— begin DATA SHOWN —

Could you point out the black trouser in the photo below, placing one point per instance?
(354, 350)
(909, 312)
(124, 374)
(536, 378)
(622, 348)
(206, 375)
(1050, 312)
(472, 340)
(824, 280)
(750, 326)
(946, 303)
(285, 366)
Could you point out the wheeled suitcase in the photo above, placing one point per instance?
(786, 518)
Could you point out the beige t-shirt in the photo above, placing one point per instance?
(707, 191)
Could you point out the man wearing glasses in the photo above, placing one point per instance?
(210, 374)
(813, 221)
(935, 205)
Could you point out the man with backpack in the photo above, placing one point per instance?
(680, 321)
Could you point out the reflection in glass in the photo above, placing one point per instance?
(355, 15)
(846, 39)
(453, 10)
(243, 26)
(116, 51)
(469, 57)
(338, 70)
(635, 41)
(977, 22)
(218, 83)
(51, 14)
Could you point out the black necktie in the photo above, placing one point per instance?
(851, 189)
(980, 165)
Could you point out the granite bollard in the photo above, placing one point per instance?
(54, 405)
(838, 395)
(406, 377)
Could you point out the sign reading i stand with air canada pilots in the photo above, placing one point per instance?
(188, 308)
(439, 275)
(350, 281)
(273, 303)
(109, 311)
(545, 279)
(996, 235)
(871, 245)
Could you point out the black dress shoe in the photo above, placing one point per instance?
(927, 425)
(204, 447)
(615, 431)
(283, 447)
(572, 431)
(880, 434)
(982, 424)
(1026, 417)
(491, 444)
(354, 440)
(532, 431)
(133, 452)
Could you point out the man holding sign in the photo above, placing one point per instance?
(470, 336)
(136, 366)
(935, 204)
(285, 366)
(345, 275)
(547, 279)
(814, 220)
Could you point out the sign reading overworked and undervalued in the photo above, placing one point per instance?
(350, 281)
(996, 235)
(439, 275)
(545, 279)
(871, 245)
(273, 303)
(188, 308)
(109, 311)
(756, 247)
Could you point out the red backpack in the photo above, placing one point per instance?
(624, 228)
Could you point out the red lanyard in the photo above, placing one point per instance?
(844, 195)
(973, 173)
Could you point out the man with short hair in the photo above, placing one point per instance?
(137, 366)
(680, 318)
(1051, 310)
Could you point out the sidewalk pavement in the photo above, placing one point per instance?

— end DATA SHOWN —

_WORK INSTRUCTIONS:_ The line containing "Could you point out the man wearing" marks the start; retype it and each line after it through the end of the records above, exactly.

_EXERCISE SOLUTION:_
Could you point out the man wearing glasses in the photo above, placing one point per instance?
(210, 374)
(813, 221)
(935, 205)
Could you point out the man with backpack in the photo above, placing one point per instance?
(680, 321)
Could you point out the reflection in glass in the photo above, placing one point per instance?
(355, 15)
(846, 39)
(453, 10)
(243, 26)
(116, 51)
(469, 57)
(338, 70)
(635, 41)
(977, 22)
(218, 83)
(51, 14)
Could you point out the black necktie in the photo above, placing one point per instance?
(851, 189)
(980, 165)
Could you point out the granite bollard in the photo above, placing one point per instance?
(54, 405)
(838, 395)
(406, 377)
Could you point out the sign reading i stand with air canada pilots in the photo above, placing one point per instance?
(188, 308)
(439, 275)
(350, 281)
(273, 303)
(109, 311)
(545, 279)
(996, 235)
(871, 245)
Could you point out the black dress shoe in the photo above, placing one point per instance?
(927, 425)
(204, 447)
(615, 431)
(283, 447)
(572, 431)
(880, 434)
(982, 424)
(1026, 417)
(491, 444)
(354, 440)
(532, 431)
(133, 452)
Could you point out the man holding sign in the photo above, placing one point per instance?
(470, 336)
(136, 366)
(935, 204)
(285, 366)
(345, 275)
(547, 279)
(814, 220)
Could you point out the sign reading overworked and undervalued in the photo above, placing one point per instance?
(350, 281)
(996, 235)
(439, 275)
(545, 279)
(871, 245)
(273, 303)
(188, 308)
(109, 311)
(756, 247)
Could you point out the red backpack in the photo above, placing one point per instance?
(624, 228)
Could you point out the red lanyard in the photo above, placing one point per instance?
(844, 195)
(973, 173)
Could you point out the man with short hair in the photo above, placing one point per instance?
(137, 366)
(680, 318)
(1051, 310)
Could you point out the sidewalk pavement in the photo above, placing one point per instance?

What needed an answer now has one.